Start of Source records

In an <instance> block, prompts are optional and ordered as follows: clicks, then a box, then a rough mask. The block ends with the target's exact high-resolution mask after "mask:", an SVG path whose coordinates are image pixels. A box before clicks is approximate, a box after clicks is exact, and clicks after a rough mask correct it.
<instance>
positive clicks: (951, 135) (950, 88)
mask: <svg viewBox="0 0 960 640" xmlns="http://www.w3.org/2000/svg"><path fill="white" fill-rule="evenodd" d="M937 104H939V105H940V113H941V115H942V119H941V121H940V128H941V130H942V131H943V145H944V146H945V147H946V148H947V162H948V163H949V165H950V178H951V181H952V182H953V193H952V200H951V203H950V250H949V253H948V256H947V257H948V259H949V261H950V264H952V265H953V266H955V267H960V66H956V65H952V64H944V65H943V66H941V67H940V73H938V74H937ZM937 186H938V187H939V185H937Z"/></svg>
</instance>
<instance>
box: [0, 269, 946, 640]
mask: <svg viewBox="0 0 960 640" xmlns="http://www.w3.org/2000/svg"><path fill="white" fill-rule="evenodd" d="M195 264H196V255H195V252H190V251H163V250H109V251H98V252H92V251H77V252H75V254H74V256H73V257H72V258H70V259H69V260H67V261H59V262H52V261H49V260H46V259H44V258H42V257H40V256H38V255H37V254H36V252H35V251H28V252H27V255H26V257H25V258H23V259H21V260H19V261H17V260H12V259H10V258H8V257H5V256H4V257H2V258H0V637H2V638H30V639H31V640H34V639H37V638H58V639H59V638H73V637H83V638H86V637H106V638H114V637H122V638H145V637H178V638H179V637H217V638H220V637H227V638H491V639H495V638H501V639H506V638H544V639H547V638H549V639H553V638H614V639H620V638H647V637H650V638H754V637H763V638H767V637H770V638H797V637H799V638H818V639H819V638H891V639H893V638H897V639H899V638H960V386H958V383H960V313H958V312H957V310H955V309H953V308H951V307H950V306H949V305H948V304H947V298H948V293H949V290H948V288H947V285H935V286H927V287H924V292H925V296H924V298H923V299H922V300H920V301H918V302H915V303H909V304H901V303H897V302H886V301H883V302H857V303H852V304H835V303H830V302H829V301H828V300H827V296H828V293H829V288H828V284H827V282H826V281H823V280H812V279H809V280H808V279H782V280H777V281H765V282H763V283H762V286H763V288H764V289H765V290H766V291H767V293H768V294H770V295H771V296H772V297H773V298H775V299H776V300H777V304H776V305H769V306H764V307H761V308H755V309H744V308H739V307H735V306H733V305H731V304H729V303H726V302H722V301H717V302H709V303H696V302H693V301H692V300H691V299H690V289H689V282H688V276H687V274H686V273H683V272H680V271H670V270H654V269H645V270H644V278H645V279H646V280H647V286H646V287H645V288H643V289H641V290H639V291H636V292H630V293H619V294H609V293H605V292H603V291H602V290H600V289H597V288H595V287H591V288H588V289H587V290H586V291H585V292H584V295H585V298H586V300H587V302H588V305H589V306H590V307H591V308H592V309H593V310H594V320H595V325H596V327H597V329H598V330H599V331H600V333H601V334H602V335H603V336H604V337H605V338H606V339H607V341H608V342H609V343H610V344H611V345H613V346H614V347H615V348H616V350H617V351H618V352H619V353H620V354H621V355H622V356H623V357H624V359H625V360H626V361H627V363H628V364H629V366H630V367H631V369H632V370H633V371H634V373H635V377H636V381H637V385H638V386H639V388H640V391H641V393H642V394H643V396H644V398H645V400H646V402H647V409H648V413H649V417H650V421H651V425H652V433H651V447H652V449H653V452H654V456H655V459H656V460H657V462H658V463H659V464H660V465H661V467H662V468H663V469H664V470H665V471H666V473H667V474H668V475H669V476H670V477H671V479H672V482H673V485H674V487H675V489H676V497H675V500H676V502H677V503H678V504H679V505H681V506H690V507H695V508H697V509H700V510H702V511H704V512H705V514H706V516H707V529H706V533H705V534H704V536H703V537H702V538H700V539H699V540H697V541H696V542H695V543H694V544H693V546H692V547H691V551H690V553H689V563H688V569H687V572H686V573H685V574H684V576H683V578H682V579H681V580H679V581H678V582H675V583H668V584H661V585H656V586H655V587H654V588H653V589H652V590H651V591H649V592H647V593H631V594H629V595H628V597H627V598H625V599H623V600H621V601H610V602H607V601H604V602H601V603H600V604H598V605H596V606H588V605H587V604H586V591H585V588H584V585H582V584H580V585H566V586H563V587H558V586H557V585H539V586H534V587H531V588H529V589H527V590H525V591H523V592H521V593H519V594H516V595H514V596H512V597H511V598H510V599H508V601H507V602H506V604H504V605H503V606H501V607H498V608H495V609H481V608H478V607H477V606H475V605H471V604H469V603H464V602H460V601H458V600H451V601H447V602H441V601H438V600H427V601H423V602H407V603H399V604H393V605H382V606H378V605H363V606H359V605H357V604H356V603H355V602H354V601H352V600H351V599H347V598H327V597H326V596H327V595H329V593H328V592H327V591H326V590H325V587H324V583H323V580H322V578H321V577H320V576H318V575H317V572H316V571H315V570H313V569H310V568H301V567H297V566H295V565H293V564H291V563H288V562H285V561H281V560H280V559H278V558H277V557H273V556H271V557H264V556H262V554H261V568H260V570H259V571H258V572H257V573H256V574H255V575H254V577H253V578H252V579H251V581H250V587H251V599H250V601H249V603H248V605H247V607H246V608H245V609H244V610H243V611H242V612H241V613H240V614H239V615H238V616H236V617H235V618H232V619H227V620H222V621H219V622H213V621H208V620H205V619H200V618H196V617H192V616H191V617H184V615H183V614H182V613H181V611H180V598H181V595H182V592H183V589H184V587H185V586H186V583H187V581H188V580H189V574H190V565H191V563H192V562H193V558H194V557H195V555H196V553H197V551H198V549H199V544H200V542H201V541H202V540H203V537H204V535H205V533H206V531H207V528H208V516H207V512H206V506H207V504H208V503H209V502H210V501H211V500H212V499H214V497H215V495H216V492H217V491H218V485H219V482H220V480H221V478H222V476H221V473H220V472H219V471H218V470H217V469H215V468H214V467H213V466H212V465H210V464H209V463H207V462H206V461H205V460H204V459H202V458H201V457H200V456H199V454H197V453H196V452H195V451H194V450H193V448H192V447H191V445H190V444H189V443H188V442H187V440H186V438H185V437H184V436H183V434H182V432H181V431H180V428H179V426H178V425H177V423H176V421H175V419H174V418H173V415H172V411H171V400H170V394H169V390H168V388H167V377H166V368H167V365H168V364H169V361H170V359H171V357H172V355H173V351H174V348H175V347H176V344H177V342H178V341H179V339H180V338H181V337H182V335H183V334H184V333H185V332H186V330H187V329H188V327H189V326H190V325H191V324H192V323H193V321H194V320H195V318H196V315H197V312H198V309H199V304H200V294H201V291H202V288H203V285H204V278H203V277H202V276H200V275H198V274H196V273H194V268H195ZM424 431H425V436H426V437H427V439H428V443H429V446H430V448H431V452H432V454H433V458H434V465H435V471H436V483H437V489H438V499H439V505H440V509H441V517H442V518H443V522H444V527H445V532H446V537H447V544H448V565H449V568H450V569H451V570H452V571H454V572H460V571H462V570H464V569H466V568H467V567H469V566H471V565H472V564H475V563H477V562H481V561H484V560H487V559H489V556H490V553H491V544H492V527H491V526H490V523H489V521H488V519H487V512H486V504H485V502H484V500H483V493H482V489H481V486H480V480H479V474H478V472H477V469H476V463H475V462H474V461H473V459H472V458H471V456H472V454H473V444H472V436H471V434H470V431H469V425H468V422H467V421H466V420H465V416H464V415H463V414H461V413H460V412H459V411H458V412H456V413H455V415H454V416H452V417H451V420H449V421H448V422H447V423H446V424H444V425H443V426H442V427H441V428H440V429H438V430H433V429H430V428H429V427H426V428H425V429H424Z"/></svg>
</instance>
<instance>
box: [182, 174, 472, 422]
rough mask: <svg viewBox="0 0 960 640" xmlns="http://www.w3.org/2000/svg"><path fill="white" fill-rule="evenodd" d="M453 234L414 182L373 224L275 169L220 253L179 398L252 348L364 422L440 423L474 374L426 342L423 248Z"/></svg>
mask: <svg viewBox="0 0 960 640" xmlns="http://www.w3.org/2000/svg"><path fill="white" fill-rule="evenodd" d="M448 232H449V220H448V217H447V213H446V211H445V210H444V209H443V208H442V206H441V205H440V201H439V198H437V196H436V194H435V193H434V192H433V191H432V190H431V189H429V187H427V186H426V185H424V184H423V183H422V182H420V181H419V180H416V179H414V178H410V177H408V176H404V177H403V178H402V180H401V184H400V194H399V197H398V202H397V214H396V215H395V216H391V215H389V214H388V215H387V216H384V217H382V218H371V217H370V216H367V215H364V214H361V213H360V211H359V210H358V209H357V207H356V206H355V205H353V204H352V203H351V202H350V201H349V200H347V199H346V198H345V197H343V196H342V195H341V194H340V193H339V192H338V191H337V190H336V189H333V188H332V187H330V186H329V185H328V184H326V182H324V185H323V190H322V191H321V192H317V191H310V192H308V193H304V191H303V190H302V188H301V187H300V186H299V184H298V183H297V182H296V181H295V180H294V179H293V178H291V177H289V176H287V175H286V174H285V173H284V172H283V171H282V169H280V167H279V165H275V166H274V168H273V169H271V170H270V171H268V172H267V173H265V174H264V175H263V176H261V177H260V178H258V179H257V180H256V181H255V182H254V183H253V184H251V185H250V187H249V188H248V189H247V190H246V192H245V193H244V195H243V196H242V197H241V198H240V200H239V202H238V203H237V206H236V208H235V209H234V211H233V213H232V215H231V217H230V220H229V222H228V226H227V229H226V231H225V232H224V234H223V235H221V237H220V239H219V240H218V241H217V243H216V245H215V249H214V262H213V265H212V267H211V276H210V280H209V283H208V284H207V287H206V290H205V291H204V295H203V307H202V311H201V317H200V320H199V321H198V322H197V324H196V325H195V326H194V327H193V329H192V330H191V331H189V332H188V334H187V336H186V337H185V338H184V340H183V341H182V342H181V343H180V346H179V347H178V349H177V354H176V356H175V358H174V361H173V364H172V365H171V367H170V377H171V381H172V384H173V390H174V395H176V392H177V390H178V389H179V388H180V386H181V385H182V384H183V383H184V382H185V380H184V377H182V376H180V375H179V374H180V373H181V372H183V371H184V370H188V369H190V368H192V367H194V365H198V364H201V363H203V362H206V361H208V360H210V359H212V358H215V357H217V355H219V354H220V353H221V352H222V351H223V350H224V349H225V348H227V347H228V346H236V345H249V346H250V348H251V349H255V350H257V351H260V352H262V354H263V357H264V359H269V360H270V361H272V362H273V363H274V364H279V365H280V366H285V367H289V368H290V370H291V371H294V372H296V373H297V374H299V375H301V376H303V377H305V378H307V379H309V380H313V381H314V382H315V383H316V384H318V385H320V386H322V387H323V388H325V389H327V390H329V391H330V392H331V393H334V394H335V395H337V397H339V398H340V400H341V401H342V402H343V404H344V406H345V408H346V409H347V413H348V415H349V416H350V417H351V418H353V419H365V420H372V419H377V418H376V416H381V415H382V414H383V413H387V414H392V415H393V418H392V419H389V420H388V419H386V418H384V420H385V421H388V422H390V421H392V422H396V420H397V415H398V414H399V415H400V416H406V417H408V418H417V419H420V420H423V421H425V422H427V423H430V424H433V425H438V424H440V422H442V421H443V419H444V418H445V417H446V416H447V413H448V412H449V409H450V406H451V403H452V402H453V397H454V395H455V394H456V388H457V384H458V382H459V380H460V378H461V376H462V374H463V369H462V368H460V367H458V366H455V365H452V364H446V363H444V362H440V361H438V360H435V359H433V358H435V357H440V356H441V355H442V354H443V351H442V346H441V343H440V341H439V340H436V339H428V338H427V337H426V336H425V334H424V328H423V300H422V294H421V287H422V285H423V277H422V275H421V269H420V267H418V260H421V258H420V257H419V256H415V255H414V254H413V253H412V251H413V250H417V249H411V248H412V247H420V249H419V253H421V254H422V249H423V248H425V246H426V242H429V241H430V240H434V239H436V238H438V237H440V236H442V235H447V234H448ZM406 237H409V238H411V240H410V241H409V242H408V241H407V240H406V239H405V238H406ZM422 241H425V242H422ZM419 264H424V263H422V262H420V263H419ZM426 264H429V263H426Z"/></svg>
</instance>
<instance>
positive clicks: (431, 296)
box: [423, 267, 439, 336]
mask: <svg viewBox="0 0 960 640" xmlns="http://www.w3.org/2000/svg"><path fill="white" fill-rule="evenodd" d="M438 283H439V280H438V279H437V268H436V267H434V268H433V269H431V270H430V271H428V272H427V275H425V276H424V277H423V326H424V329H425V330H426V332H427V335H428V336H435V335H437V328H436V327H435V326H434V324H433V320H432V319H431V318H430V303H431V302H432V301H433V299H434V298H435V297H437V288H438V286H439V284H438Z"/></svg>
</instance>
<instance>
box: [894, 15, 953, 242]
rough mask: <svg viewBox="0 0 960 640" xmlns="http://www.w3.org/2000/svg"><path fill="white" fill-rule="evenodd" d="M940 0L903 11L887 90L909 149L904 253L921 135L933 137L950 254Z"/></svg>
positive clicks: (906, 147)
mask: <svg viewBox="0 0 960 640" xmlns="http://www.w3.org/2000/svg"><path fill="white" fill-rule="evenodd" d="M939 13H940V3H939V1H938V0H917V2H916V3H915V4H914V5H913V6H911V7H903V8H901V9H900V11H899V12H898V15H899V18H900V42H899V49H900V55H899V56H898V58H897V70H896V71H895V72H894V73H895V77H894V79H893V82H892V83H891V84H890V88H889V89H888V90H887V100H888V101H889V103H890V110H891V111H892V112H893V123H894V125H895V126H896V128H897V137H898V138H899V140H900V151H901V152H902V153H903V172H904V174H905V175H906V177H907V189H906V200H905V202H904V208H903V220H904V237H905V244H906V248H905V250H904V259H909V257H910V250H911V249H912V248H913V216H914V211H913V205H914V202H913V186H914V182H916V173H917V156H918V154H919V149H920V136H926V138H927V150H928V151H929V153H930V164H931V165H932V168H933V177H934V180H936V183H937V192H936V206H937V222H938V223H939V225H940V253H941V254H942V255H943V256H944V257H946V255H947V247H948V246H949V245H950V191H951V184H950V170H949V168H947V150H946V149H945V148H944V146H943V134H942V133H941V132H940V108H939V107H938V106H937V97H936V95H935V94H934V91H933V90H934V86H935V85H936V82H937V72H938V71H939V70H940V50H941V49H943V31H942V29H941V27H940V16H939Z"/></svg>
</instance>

End of Source records

Look above for the line that contains "positive clicks: (431, 296)". Starting there, transcribe every line exactly until you have copied the line that contains "box: [894, 15, 953, 242]".

positive clicks: (431, 296)
box: [423, 267, 439, 336]
mask: <svg viewBox="0 0 960 640" xmlns="http://www.w3.org/2000/svg"><path fill="white" fill-rule="evenodd" d="M438 283H439V280H438V279H437V268H436V267H434V268H433V269H431V270H430V271H428V272H427V275H425V276H424V277H423V326H424V329H425V330H426V332H427V335H428V336H435V335H437V328H436V327H435V326H434V324H433V320H432V319H431V318H430V303H431V302H432V301H433V299H434V298H435V297H437V288H438V286H439V284H438Z"/></svg>
</instance>
<instance>
box: [894, 15, 953, 242]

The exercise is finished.